Normalizing Invoices

Question 1

I need to move data from one database to another, and since I don't have SSIS I'm doing this ETL with T-SQL scripts.

One of the source tables contains invoice details, and features a column that contains the number of units invoiced per size (it's clothing); as I transfer the data over to my database, I'm normalizing this information. The query works fine, the execution plan looks exactly as I expected, doesn't recommend adding any indexes, ...but it takes about 10 minutes to process.

The source table Staging.dbo.[SourceTable] contains about 780K rows; the query inserts 1.5M rows into the destination table [DestinationDatabase].dbo.InvoiceDetailSizes.

The query is scheduled to run daily, as part of an overnight process - the 10 minutes don't really matter, but still I want to be sure everything is as efficient as it can be.

with cteSizedInvoices (
 InvoiceNumber, InvoiceLine, SizeRangeCode, UnitsPerSize
)
as (select
 src.f2,
 cast(src.f5 as int),
 src.f23,
 src.f19
 from Staging.dbo.[SourceTable] src
 where src.f1 = '01'
)
--insert into [DestinationDatabase].dbo.InvoiceDetailSizes (InvoiceDetailId, SizeId, Units, DateInserted)
select
 detail.Id InvoiceDetailId,
 sz.Id SizeId,
 buckets.Units,
 getdate()

Data supplied:

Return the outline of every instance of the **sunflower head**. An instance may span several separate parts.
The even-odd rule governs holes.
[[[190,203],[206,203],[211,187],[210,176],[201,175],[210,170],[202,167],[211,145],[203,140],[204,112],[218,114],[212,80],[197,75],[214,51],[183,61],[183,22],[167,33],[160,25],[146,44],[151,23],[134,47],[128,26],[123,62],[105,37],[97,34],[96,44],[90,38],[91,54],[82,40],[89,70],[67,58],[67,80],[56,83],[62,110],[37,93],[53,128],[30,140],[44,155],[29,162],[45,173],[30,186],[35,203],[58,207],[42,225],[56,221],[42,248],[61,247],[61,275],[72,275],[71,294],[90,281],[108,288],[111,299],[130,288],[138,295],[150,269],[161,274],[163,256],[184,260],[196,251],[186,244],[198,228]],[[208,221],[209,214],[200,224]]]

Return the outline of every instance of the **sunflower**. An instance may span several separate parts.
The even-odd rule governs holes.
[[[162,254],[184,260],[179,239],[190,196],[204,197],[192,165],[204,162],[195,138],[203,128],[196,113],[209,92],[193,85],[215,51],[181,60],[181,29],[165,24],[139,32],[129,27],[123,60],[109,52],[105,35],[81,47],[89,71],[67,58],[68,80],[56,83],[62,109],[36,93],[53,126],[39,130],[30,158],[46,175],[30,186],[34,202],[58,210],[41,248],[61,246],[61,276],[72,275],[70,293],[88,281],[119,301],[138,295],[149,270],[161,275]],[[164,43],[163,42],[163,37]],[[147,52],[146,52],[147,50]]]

Set tasks:
**a)** In the thread on normalizing invoices, how many rows does the source table Staging.dbo.[SourceTable] contain?
**b)** Retype both rows above word for word, including every line of each.

Task solutions:
**a)** About 780K rows.

**b)**
Return the outline of every instance of the **sunflower head**. An instance may span several separate parts.
The even-odd rule governs holes.
[[[190,203],[206,203],[211,187],[210,176],[201,175],[210,170],[202,167],[211,145],[203,140],[204,112],[218,114],[212,80],[197,75],[214,51],[183,61],[183,22],[167,33],[160,25],[146,44],[151,23],[134,47],[128,26],[123,62],[105,37],[97,34],[96,44],[90,38],[91,54],[82,40],[89,70],[67,58],[67,80],[56,83],[62,110],[37,93],[53,128],[30,140],[44,155],[29,162],[45,173],[30,186],[35,203],[58,207],[42,225],[56,221],[42,248],[61,247],[61,275],[72,275],[71,294],[90,281],[108,288],[111,299],[130,288],[138,295],[150,269],[161,274],[163,256],[184,260],[196,251],[186,244],[198,228]],[[208,221],[209,214],[200,224]]]

Return the outline of every instance of the **sunflower**. An instance may span several separate parts.
The even-odd rule governs holes.
[[[162,254],[184,260],[179,239],[190,196],[204,197],[192,165],[204,162],[195,138],[203,128],[196,113],[209,92],[193,85],[215,51],[181,60],[181,29],[165,24],[139,32],[129,27],[123,60],[109,52],[105,35],[81,47],[89,71],[67,58],[68,80],[56,83],[62,109],[36,93],[53,126],[39,130],[30,158],[46,175],[30,186],[34,202],[58,210],[41,248],[61,246],[61,276],[72,275],[70,293],[88,281],[119,301],[138,295],[149,270],[161,275]],[[164,43],[163,42],[163,37]],[[147,52],[146,52],[147,50]]]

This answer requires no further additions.